*** Extracted material

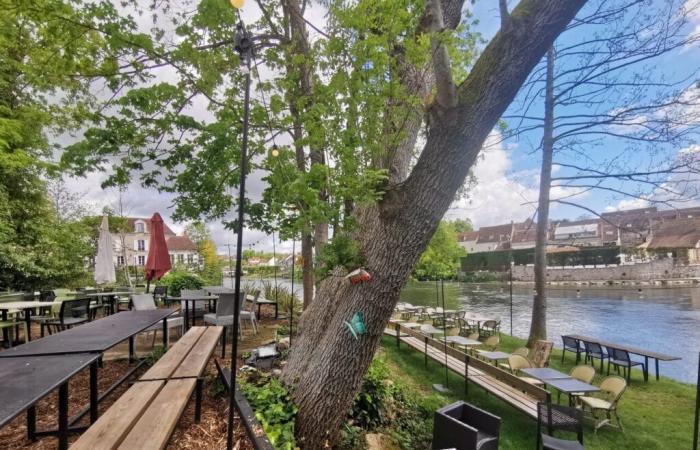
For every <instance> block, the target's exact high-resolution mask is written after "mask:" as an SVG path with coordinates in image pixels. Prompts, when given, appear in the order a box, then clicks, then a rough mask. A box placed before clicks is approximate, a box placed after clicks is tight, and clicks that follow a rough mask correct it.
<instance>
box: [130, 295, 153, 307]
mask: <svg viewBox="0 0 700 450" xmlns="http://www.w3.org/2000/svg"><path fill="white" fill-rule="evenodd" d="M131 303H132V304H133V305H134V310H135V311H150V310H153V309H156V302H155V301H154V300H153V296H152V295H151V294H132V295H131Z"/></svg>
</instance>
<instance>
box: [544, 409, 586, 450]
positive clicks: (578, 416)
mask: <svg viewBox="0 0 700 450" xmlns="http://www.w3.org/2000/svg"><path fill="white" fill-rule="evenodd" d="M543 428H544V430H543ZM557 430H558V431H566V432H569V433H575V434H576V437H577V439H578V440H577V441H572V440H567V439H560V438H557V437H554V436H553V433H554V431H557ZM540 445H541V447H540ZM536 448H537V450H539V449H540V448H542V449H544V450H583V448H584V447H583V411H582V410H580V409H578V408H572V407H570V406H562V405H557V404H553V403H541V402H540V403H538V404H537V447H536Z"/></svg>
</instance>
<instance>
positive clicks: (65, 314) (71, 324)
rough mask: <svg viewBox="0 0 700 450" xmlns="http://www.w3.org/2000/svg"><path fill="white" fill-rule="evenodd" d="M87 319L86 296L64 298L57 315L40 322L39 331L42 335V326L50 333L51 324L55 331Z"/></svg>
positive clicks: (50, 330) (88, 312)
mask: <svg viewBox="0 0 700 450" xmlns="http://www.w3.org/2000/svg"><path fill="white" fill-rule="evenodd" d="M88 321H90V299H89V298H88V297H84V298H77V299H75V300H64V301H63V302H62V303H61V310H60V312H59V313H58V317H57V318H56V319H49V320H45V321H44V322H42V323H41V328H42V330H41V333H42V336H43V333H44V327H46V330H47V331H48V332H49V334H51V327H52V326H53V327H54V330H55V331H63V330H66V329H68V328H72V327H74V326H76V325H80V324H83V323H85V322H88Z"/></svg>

******
*** Extracted material

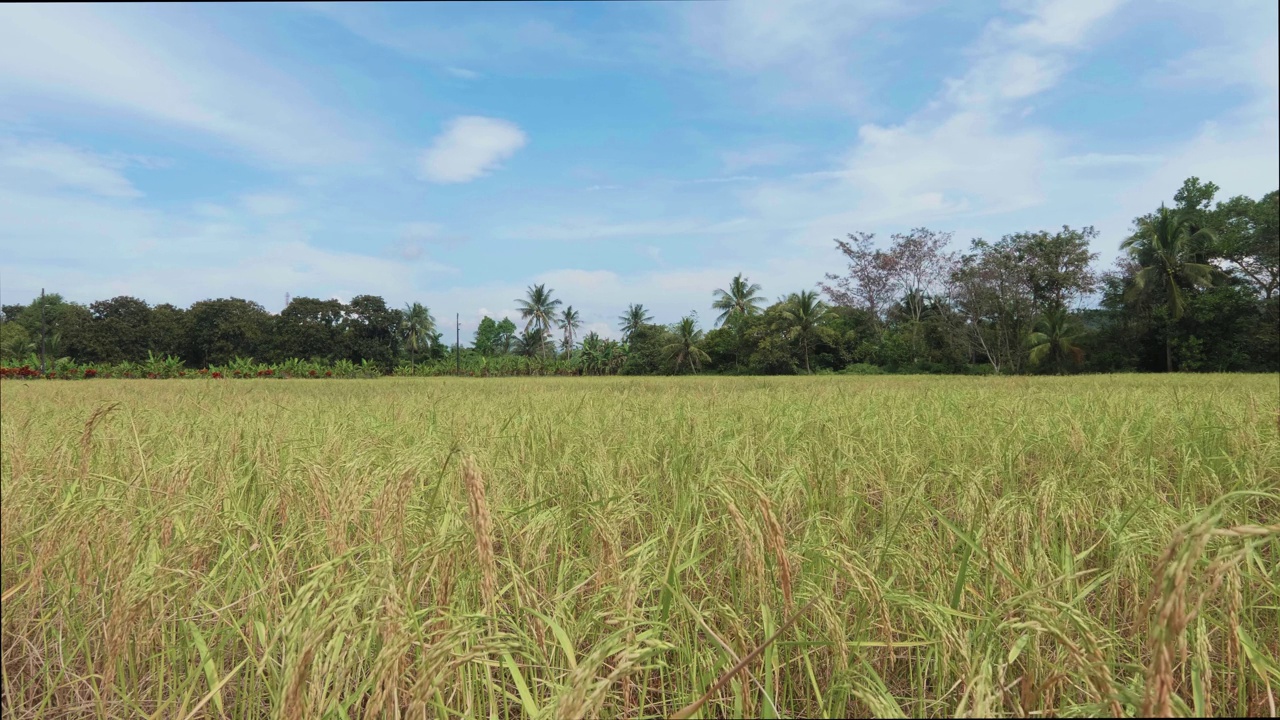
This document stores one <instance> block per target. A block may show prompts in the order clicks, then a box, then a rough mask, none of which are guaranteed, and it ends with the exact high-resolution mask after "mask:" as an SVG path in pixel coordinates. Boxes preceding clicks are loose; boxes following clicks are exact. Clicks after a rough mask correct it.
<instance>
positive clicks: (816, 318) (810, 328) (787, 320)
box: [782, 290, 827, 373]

******

Directions for this task: Starting at the line with "This document stores" and ending at the line with "box: [782, 290, 827, 373]", print each line of the listing above exactly, with no other lines.

Final answer:
This document stores one <instance> block per target. A block may show prompts in the order clicks, then a box, then a rough mask, none of which are guaranteed, and it ends with the exact high-resolution mask after "mask:" as an SVG path in pixel coordinates. Boxes preceding clicks are loose; boxes following clicks are exact. Clicks after a rough mask correct it.
<instance>
positive clicks: (816, 318) (810, 328) (787, 320)
box: [782, 290, 827, 373]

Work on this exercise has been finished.